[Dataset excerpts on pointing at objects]
==*==

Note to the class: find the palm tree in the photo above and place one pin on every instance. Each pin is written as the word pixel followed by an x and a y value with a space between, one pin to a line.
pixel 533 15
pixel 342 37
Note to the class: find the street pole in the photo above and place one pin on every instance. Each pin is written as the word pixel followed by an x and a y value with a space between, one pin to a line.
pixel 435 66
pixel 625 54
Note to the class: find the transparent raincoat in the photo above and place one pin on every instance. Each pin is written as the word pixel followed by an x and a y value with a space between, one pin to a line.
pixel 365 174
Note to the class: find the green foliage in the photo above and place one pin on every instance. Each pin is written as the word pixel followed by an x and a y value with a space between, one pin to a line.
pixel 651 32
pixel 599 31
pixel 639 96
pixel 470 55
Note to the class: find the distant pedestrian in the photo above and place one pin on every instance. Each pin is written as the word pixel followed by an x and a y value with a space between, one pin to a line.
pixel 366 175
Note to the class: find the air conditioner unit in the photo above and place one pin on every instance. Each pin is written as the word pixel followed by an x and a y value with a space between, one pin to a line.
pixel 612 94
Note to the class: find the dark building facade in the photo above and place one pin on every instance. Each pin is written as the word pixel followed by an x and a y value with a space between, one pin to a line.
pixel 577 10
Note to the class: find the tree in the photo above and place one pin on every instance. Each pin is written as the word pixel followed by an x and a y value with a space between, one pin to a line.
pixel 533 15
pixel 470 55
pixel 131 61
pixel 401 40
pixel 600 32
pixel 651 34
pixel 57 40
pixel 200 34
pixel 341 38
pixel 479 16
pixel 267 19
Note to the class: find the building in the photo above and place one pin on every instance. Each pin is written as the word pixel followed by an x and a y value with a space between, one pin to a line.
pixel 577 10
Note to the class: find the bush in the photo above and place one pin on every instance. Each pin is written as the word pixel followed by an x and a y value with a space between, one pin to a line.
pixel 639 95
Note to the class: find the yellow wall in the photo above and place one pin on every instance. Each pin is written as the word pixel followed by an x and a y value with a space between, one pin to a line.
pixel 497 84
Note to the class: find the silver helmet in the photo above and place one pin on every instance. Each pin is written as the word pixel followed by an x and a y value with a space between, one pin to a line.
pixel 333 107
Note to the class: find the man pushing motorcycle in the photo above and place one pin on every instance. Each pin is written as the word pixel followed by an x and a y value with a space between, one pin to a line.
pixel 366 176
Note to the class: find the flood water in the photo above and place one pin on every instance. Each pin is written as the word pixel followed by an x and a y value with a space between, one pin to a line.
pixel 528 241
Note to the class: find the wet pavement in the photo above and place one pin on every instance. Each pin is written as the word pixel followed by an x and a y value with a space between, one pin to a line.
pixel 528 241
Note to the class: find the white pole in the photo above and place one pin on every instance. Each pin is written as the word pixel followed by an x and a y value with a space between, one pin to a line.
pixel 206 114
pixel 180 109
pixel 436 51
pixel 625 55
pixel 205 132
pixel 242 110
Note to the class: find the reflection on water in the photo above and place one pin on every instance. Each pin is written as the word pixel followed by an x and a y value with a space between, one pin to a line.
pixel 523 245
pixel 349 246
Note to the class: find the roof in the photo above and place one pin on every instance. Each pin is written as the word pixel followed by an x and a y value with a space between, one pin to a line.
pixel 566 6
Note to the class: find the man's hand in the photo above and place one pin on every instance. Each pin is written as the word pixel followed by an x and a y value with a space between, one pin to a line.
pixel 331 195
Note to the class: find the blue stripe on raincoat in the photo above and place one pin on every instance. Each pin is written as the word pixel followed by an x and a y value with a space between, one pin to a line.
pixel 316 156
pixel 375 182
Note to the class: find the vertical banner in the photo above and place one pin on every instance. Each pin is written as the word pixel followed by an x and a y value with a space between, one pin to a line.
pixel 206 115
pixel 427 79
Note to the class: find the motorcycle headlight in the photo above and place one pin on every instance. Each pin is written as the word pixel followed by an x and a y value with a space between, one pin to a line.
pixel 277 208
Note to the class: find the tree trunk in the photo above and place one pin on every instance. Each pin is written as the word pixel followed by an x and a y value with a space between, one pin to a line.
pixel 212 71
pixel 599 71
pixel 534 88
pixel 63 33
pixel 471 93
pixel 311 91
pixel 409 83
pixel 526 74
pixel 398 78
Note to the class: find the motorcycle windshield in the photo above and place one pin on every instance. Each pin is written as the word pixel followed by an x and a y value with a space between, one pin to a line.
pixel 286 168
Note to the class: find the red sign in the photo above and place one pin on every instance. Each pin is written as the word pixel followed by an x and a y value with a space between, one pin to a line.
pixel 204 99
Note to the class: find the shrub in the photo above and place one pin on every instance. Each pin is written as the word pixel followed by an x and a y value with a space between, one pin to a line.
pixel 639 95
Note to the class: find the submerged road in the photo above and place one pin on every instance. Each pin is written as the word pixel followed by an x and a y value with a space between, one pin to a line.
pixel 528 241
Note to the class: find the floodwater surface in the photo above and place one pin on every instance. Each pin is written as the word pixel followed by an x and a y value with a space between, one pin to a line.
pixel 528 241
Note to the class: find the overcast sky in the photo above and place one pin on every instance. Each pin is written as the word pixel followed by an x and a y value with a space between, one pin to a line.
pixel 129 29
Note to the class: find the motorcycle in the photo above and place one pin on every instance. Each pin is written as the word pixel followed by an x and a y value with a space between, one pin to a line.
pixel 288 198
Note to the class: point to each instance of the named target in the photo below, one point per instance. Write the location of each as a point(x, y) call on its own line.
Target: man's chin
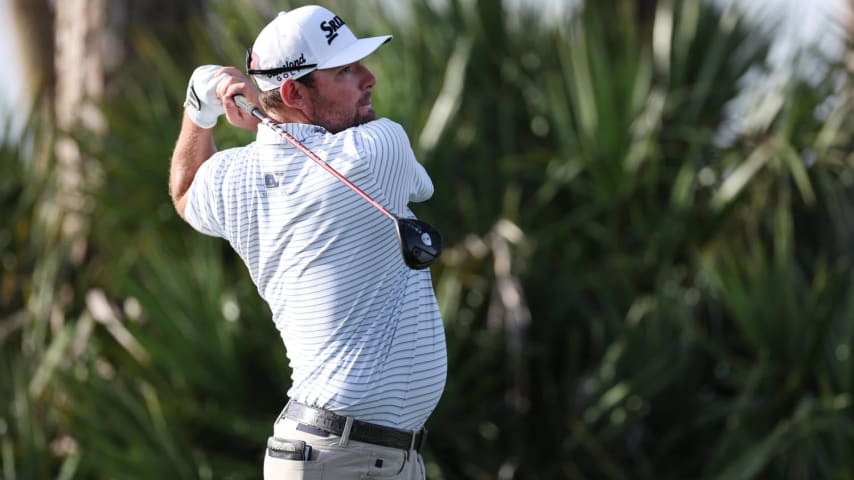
point(369, 116)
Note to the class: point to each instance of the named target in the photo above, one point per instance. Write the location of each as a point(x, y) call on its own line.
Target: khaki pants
point(331, 461)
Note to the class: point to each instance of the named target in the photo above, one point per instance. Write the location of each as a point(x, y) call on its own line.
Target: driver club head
point(420, 242)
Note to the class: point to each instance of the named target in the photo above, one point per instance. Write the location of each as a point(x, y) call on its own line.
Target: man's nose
point(368, 78)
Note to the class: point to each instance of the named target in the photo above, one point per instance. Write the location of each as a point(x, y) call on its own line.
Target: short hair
point(271, 100)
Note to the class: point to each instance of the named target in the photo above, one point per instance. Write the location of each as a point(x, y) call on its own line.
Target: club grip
point(244, 104)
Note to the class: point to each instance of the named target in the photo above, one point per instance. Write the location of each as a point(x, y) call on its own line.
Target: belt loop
point(282, 414)
point(345, 435)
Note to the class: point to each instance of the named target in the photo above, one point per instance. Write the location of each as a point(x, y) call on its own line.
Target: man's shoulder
point(380, 126)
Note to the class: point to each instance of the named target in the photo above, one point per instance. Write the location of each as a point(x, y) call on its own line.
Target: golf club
point(420, 243)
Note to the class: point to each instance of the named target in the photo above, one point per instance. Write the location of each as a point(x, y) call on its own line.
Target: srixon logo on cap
point(331, 28)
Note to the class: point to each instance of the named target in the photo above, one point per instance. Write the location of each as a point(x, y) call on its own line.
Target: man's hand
point(202, 104)
point(238, 84)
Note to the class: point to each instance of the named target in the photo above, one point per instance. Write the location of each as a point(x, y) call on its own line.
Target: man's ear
point(292, 94)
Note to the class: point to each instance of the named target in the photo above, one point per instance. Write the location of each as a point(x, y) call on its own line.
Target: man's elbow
point(180, 204)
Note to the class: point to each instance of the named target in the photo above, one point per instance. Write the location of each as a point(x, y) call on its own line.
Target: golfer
point(361, 330)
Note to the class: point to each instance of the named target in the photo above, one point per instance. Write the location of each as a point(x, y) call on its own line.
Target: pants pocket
point(283, 469)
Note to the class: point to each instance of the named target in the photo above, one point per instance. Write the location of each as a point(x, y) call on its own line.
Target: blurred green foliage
point(627, 292)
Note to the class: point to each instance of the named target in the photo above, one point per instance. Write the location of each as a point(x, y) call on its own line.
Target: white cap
point(300, 41)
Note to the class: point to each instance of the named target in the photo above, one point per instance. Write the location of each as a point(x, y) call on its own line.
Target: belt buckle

==*==

Requirement: Copy out the lines from the one containing "Note to the class: find the green" through the one containing "pixel 497 84", swapping in "one pin per line" wherever "one pin to a line" occurs and changing nothing else. Give only those lines.

Exercise response:
Note to the class: find the green foliage in the photo above and place one pin on every instance. Each pin is written as the word pixel followed by an x and a y value with a space between, one pin per line.
pixel 651 32
pixel 599 31
pixel 639 96
pixel 470 55
Note to the class: find the distant pedestrian in the photo above and place one pin on every instance. Each pin is written as the word pixel followed by an x and a y value with a space between, one pin per line.
pixel 366 175
Note to the class: find the air conditioner unit in the photo above and place one pin on every instance. Each pin is written as the word pixel followed by an x and a y value with a space between, one pin per line.
pixel 612 94
Note to the class: find the dark building facade in the photo above and place one pin on every instance. Each pin is written as the word pixel followed by an x and a y value with a space between, one pin per line.
pixel 577 10
Note to the class: find the tree in the photo above and place one pin on every instance. Each pin is written as the word pixel followed by an x and a y value with a space between, one pin per line.
pixel 533 15
pixel 470 55
pixel 131 61
pixel 401 40
pixel 600 32
pixel 651 34
pixel 57 40
pixel 200 34
pixel 341 38
pixel 479 16
pixel 267 19
Note to the class: find the building in the photo above and place one pin on every instance. Each pin is written as the word pixel followed by an x and a y value with a space between, one pin per line.
pixel 577 10
Note to the class: find the bush in the photo above and place one pin on every instance. Each pin is written as the word pixel followed by an x and a y value with a space between, one pin per line.
pixel 639 95
Note to the class: find the yellow wall in the photo above and place one pin on every instance. Each pin is written as the word pixel followed by an x and a y value with a space between, one pin per line.
pixel 497 84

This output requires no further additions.